/---

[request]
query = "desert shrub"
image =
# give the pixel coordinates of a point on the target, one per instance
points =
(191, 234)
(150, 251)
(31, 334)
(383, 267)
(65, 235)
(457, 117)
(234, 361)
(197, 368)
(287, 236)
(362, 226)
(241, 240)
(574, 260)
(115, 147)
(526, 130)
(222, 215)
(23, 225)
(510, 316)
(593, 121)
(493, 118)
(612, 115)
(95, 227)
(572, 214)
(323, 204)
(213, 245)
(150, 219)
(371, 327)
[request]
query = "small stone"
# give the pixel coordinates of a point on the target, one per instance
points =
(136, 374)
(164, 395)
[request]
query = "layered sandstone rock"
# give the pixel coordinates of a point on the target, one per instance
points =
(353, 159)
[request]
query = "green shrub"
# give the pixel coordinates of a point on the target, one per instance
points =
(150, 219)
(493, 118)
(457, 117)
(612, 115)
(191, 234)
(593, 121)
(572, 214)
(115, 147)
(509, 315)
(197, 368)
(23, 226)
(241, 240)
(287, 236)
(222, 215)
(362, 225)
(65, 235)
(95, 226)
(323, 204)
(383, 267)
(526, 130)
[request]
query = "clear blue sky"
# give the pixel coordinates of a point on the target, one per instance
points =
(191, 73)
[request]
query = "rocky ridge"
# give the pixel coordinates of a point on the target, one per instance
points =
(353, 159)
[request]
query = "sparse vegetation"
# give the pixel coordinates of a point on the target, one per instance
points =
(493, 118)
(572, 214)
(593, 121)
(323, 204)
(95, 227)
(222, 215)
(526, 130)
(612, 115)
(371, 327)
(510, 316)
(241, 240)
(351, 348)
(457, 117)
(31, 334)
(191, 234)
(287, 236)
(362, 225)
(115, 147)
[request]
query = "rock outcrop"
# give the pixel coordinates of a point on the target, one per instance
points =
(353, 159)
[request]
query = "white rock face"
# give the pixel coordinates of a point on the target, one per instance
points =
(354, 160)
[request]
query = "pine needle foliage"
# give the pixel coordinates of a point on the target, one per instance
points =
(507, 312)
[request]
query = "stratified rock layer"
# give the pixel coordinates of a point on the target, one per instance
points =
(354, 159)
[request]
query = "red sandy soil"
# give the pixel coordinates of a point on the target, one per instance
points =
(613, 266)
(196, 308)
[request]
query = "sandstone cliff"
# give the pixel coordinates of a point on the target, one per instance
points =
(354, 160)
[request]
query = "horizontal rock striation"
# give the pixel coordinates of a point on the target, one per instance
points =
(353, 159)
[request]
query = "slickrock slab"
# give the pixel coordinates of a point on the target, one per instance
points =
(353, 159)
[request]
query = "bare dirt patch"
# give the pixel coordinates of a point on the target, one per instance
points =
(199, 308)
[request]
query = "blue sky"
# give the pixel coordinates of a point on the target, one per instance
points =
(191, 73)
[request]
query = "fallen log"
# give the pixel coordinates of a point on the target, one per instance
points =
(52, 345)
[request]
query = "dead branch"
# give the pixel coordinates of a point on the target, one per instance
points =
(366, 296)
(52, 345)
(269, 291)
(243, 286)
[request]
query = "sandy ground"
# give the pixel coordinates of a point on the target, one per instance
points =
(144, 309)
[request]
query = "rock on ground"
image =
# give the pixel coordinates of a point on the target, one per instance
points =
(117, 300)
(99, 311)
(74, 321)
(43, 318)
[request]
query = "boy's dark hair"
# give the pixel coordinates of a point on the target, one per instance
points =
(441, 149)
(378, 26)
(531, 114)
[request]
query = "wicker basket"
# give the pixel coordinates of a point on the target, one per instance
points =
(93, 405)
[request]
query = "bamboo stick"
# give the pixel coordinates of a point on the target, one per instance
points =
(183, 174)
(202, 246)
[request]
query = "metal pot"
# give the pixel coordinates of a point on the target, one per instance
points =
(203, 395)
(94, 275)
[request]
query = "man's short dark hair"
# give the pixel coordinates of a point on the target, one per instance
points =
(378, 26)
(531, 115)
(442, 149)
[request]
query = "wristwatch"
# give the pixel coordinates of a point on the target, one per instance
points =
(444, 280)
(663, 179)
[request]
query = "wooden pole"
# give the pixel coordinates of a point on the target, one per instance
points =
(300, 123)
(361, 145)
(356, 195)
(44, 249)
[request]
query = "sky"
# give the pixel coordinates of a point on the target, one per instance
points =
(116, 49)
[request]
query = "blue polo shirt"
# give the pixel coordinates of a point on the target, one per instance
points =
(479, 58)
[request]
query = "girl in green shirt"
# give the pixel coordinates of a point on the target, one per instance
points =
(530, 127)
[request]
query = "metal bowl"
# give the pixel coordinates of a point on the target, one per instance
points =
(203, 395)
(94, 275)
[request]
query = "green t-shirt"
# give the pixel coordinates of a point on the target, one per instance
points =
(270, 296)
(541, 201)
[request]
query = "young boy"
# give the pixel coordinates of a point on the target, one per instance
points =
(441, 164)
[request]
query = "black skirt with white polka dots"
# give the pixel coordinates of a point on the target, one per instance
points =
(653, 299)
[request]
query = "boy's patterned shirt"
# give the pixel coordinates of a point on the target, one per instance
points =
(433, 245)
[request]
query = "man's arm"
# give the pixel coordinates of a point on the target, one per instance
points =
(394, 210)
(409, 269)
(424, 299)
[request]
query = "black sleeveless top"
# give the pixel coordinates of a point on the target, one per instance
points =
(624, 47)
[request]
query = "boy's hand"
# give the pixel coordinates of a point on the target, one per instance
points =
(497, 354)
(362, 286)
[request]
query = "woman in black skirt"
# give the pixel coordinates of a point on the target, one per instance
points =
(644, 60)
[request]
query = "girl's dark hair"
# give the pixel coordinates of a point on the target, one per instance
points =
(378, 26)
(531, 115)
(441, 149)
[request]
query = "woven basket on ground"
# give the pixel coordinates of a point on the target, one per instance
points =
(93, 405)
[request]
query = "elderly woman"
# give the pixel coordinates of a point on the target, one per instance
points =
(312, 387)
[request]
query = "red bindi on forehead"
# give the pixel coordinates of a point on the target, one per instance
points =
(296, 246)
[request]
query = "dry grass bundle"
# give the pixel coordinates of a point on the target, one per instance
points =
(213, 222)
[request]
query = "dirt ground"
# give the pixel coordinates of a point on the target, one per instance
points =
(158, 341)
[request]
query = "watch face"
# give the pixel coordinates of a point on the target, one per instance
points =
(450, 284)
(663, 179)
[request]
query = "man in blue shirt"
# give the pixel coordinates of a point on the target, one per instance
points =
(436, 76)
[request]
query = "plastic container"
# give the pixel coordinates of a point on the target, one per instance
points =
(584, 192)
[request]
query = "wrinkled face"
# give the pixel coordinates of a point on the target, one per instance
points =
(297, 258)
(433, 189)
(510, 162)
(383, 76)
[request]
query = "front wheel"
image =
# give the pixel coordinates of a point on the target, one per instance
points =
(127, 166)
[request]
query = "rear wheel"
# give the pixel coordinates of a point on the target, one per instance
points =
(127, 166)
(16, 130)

\---

PROMPT:
Line by line, copy the entries above exactly as they appear.

REPLY TO THE TASK:
[request]
query = "desert shrub"
image =
# give the pixel coordinates of a point on the target, one per instance
points =
(191, 234)
(150, 251)
(31, 334)
(383, 267)
(65, 235)
(457, 117)
(234, 361)
(197, 368)
(287, 236)
(362, 226)
(241, 240)
(574, 260)
(115, 147)
(526, 130)
(222, 215)
(23, 225)
(510, 316)
(593, 121)
(493, 118)
(612, 115)
(95, 227)
(572, 214)
(323, 204)
(213, 245)
(150, 219)
(371, 327)
[request]
query = "small stone"
# give the pixel coordinates of a point on the target, one per instance
points =
(136, 374)
(164, 395)
[request]
query = "layered sandstone rock"
# give the pixel coordinates of a point on the target, one per instance
points =
(353, 159)
[request]
query = "green shrub"
# give the pixel coordinates of a point on the target, one per instance
points =
(150, 219)
(493, 118)
(457, 117)
(612, 115)
(191, 234)
(593, 121)
(572, 214)
(115, 147)
(509, 315)
(197, 368)
(23, 226)
(241, 240)
(287, 236)
(222, 215)
(362, 225)
(65, 235)
(95, 226)
(323, 204)
(383, 267)
(526, 130)
[request]
query = "clear blue sky"
# give the pixel coordinates of a point on the target, one per instance
points =
(191, 73)
[request]
query = "rocky ridge"
# give the pixel coordinates of a point on the target, one per instance
points =
(353, 159)
[request]
query = "sparse vegetation"
# give the pixel coordinates of a point on the target, one per instance
points =
(493, 118)
(572, 214)
(593, 121)
(323, 204)
(95, 227)
(222, 215)
(526, 130)
(612, 115)
(371, 327)
(510, 316)
(241, 240)
(351, 348)
(457, 117)
(31, 334)
(191, 234)
(287, 236)
(362, 225)
(115, 147)
[request]
query = "rock outcrop"
# give the pixel coordinates of a point on the target, one per instance
points =
(353, 159)
[request]
query = "white rock face"
# give the pixel coordinates of a point on the target, one per instance
points =
(354, 160)
[request]
query = "pine needle foliage"
# give the pixel coordinates of a point on the target, one per instance
points =
(507, 312)
[request]
query = "stratified rock layer"
# give the pixel coordinates of a point on the target, one per instance
points =
(354, 159)
[request]
query = "red sandy soil"
# give the pixel coordinates of a point on the target, one per instance
points =
(613, 266)
(196, 308)
[request]
query = "sandstone cliff"
# give the pixel coordinates of a point on the target, one per instance
points =
(354, 160)
[request]
query = "horizontal rock striation"
# give the pixel coordinates of a point on the target, one per instance
points =
(353, 159)
[request]
query = "slickrock slab"
# give the pixel coordinates of a point on the target, one per instance
points =
(353, 159)
[request]
query = "bare dirt patch"
# give the pixel coordinates of a point on the target, one per instance
points =
(199, 308)
[request]
query = "blue sky"
# give the pixel coordinates of a point on the target, one per instance
points =
(191, 73)
[request]
query = "fallen log"
# give the pixel coordinates of a point on the target, one per instance
points =
(52, 345)
[request]
query = "dead branch"
# give the pixel coordinates of a point on the target, one per instance
points =
(366, 296)
(52, 345)
(269, 291)
(243, 286)
[request]
query = "sandy ground"
# give the pixel coordinates of a point on the target, one per instance
points =
(144, 309)
[request]
query = "rock on ground"
image =
# give the pixel coordinates of a point on the target, one per instance
points =
(117, 300)
(99, 311)
(74, 321)
(43, 318)
[request]
query = "boy's dark hair"
# give the pixel coordinates of a point on the target, one per instance
points =
(441, 149)
(378, 26)
(531, 114)
[request]
query = "wicker basket"
# give the pixel coordinates of a point on the target, one per instance
points =
(93, 405)
[request]
query = "bamboo stick"
# give the pixel coordinates of a point on the target, one per instance
points =
(183, 174)
(202, 246)
[request]
query = "metal pot"
# give the pixel coordinates of a point on the target, one per instance
points =
(203, 395)
(94, 275)
[request]
query = "man's short dark hair"
# give the pixel coordinates of a point on the target, one per instance
points =
(378, 26)
(531, 115)
(442, 149)
[request]
query = "wristwatch"
# give the pixel coordinates of a point on the target, one per instance
points =
(444, 280)
(663, 179)
[request]
query = "wooden pole"
# give the pixel coordinates of a point on the target, one per instance
points =
(300, 123)
(361, 145)
(356, 195)
(44, 249)
[request]
query = "sky"
# give the pixel coordinates of a point on the target, one per instance
points =
(116, 49)
[request]
query = "blue polo shirt"
# give the pixel coordinates of a point on the target, one per instance
points =
(479, 58)
[request]
query = "girl in green shirt"
# give the pixel coordinates of a point on the target, one per instance
points =
(530, 127)
[request]
query = "metal bowl"
# give the pixel coordinates of a point on the target, one per instance
points =
(203, 395)
(94, 275)
[request]
query = "green t-shirt"
# give the pixel coordinates of a point on the target, one per instance
points =
(270, 296)
(541, 201)
[request]
query = "young boy"
# give the pixel coordinates of a point on the target, one per instance
points =
(441, 164)
[request]
query = "black skirt with white polka dots"
# give the pixel coordinates of a point on the target, one per instance
points =
(653, 299)
[request]
query = "boy's patterned shirt"
# give the pixel coordinates of a point on the target, one per instance
points =
(433, 245)
[request]
query = "man's arm"
# give the pixel coordinates of a point on the target, one per instance
points =
(394, 210)
(409, 269)
(424, 299)
[request]
query = "black sleeveless top"
# give the pixel coordinates of a point on the target, one per instance
points =
(624, 47)
[request]
query = "boy's hand"
# give the pixel coordinates of a point on the target, one per instance
points =
(497, 354)
(362, 286)
[request]
query = "woman in black skirt"
# give the pixel coordinates of a point on the target, one per instance
points =
(644, 60)
[request]
query = "girl's dark hair"
# give the pixel coordinates of a point on the target, one per instance
points =
(378, 26)
(531, 115)
(441, 149)
[request]
query = "woven basket on ground"
# give the pixel coordinates of a point on the target, one per instance
points =
(93, 405)
[request]
query = "elderly woman"
# give the pixel coordinates of a point on the target, one per instance
points =
(312, 387)
[request]
query = "red bindi on forehead"
# give the pixel coordinates of a point on the target, one per instance
points =
(296, 246)
[request]
query = "dry grass bundle"
# give the pixel coordinates of a point on the target, one per instance
points =
(213, 222)
[request]
query = "dirt ground"
# give the pixel coordinates of a point on the target, one per instance
points =
(158, 341)
[request]
query = "watch face"
# give the pixel coordinates of a point on the target, one per instance
points =
(450, 284)
(663, 179)
[request]
query = "man in blue shirt"
# give the pixel coordinates of a point on the target, one per instance
points =
(436, 76)
[request]
query = "plastic container"
# give the pixel coordinates of a point on the target, one per instance
points =
(584, 192)
[request]
query = "wrinkled face"
# give the pixel coordinates of a point on the target, one per instance
points =
(297, 258)
(433, 189)
(510, 162)
(383, 76)
[request]
query = "front wheel"
image =
# give the pixel coordinates of a point on the target, one per instance
points =
(127, 166)
[request]
query = "rear wheel"
# give the pixel coordinates of a point on the target, one per instance
points =
(127, 166)
(16, 130)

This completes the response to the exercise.